--- START OF Records supplied ---

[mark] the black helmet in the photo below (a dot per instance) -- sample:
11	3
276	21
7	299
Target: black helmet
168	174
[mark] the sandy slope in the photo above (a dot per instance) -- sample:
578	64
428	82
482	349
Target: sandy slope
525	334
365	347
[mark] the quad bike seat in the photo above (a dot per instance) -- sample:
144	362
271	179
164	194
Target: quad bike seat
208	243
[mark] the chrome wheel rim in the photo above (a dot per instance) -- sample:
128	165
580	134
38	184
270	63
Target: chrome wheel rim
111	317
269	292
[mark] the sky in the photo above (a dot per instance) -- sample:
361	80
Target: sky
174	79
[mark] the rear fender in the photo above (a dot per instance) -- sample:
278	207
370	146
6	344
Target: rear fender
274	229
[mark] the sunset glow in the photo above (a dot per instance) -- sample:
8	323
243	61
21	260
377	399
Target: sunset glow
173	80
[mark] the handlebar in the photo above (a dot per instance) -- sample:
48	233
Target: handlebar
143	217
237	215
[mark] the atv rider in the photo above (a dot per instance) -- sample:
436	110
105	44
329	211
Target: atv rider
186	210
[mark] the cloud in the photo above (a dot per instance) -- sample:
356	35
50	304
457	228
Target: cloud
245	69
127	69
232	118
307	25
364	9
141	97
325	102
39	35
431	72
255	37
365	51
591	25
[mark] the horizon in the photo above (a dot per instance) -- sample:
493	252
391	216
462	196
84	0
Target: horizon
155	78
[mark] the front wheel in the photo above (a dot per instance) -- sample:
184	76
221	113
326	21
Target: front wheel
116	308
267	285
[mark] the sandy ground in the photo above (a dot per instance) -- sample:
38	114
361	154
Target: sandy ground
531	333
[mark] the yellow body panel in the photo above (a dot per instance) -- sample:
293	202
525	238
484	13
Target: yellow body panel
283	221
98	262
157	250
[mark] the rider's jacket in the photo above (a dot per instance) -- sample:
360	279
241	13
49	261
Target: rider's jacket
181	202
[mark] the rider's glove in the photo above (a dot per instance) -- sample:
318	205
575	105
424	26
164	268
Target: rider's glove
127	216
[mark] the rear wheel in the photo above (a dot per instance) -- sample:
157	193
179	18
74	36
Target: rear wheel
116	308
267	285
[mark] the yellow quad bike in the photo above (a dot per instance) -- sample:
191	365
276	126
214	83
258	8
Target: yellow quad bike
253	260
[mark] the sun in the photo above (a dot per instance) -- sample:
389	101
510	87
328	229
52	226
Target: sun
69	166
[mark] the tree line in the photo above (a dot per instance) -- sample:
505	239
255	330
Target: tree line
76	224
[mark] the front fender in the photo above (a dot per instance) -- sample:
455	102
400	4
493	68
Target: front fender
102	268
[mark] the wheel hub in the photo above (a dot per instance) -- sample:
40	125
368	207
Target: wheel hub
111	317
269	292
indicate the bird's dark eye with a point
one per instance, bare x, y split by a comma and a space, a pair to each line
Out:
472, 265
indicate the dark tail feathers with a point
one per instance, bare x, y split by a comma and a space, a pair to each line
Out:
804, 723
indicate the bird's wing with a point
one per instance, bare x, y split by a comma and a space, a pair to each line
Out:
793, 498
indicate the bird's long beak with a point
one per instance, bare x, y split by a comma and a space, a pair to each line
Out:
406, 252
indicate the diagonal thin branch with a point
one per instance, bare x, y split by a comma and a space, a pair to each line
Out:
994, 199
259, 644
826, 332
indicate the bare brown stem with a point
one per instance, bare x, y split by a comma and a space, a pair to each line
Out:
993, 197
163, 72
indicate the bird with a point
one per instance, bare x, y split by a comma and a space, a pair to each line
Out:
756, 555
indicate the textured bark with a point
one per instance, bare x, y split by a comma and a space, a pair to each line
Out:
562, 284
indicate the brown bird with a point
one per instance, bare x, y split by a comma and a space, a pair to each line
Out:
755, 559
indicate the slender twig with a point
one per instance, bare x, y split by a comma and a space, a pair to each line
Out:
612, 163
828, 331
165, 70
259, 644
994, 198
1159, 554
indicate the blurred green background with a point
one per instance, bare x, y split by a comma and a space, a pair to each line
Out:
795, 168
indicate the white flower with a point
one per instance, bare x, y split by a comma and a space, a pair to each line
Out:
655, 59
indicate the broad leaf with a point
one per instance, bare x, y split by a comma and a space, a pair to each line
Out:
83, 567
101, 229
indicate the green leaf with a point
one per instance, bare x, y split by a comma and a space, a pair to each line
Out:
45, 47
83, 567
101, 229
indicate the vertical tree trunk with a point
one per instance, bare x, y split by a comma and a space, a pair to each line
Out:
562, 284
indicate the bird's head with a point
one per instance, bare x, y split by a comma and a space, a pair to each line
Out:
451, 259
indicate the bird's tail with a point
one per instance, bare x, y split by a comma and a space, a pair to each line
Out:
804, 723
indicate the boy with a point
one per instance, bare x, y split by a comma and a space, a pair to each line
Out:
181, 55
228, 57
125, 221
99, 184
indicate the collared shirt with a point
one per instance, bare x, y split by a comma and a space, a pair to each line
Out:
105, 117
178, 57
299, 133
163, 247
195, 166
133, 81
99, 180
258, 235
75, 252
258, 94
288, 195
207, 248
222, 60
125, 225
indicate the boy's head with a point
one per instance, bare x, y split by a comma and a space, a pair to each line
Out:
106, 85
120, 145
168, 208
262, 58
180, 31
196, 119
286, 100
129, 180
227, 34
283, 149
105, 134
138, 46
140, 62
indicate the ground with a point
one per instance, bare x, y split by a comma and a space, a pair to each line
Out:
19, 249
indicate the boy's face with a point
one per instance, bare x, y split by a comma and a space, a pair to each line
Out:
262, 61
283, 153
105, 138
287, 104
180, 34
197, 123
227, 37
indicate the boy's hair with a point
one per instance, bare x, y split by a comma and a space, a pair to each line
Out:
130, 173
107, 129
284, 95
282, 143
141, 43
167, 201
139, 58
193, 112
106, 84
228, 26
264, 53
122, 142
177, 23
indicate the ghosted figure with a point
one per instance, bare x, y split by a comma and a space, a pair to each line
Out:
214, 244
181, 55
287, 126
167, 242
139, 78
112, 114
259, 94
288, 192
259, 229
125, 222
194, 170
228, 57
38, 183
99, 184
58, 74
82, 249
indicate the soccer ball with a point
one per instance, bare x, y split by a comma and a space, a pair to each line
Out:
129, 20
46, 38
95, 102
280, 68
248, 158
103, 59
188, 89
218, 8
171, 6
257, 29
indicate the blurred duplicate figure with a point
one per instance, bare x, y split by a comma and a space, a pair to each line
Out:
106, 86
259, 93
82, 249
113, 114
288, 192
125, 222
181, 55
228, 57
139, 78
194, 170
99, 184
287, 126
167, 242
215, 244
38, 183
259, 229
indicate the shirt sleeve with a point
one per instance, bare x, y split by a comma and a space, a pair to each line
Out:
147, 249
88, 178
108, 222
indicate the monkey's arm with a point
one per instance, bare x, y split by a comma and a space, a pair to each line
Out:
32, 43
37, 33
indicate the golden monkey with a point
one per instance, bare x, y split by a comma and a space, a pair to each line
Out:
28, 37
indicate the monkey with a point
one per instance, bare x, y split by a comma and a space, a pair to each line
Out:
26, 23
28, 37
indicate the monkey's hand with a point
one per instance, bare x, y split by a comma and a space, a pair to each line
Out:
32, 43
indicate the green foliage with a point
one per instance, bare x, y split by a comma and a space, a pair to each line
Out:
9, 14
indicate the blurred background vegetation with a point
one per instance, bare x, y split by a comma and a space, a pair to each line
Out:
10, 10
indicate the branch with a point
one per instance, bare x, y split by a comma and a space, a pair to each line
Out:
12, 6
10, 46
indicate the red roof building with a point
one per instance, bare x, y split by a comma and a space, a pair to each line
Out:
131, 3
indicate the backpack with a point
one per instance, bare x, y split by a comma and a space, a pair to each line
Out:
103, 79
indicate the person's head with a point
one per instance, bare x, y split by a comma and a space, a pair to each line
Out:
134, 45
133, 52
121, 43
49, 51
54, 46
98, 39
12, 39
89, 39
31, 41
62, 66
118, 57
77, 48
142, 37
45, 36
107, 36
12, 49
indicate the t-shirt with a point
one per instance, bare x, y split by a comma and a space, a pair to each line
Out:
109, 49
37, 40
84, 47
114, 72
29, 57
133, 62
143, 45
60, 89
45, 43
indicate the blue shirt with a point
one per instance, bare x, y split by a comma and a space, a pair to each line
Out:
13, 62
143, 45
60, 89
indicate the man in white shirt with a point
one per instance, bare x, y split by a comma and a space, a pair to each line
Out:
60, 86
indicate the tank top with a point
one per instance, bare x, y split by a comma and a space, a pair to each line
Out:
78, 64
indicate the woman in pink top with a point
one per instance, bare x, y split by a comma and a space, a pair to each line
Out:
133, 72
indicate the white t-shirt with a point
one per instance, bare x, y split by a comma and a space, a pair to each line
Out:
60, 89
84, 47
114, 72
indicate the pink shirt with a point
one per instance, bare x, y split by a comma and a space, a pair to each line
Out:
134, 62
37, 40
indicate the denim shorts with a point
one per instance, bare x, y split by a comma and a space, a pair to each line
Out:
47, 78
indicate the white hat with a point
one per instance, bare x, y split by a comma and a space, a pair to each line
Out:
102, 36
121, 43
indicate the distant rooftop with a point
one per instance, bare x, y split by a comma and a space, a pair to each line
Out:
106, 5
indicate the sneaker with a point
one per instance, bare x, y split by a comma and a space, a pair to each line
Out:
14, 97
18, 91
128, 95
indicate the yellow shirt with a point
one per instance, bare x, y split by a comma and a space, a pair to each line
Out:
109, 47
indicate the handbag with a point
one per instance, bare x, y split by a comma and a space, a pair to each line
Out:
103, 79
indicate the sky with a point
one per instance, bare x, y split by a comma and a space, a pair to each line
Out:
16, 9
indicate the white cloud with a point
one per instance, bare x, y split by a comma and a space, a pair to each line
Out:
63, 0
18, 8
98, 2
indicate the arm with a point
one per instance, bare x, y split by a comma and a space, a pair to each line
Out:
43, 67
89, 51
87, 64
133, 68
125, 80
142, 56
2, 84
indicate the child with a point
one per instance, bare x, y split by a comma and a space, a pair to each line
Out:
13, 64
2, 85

--- END OF Records supplied ---

▸ Task goal: Starting at the line that contains "indicate the blue shirt with a point", write out every line to the end of the entries, exactly as given.

▸ Exercise result:
indicate the blue shirt with a point
one per instance, bare x, y split by a comma and a space, a pair to each line
Out:
13, 62
143, 45
60, 89
indicate the man in white shirt with a point
one per instance, bare x, y split by a comma and a space, a pair to each line
Out:
60, 86
indicate the tank top with a point
one per instance, bare x, y split by a comma and a space, a pair to each line
Out:
78, 64
indicate the woman in pink top with a point
one per instance, bare x, y split by a comma and a space, a pair to each line
Out:
133, 72
indicate the white t-shirt with a point
one per instance, bare x, y split by a comma and a space, a pair to each line
Out:
60, 89
84, 47
114, 72
indicate the pink shirt with a point
one per instance, bare x, y split by a comma and a space, a pair to each line
Out:
134, 62
37, 40
indicate the denim shorts with a point
one per instance, bare x, y split by a comma and a space, a pair to each line
Out:
47, 78
indicate the white hat with a point
one per instance, bare x, y split by a comma and a space, a pair to each line
Out:
102, 36
121, 43
indicate the distant rooftop with a point
one per instance, bare x, y split by a comma and a space, a pair to each line
Out:
106, 5
indicate the sneaker with a point
one per instance, bare x, y split by a comma and a space, a pair to each line
Out:
14, 97
18, 91
128, 95
indicate the yellow shirt with a point
one per instance, bare x, y split by a comma and a space, a pair to each line
Out:
109, 47
indicate the handbag with a point
one per instance, bare x, y split by a comma and a space, a pair to each line
Out:
103, 79
indicate the sky with a point
one per instance, bare x, y split by a comma and a space, a pair to each line
Out:
16, 9
indicate the white cloud with a point
one per instance, bare x, y split by a comma and a space, a pair to each line
Out:
63, 0
18, 8
98, 2
indicate the arm with a point
one per instance, bare x, y split by a comma and a space, a pair to each line
Out:
43, 67
89, 51
87, 64
133, 68
125, 80
142, 56
2, 84
indicate the child with a point
one per instance, bare x, y split by a comma and a space, a pair to each line
Out:
13, 64
2, 85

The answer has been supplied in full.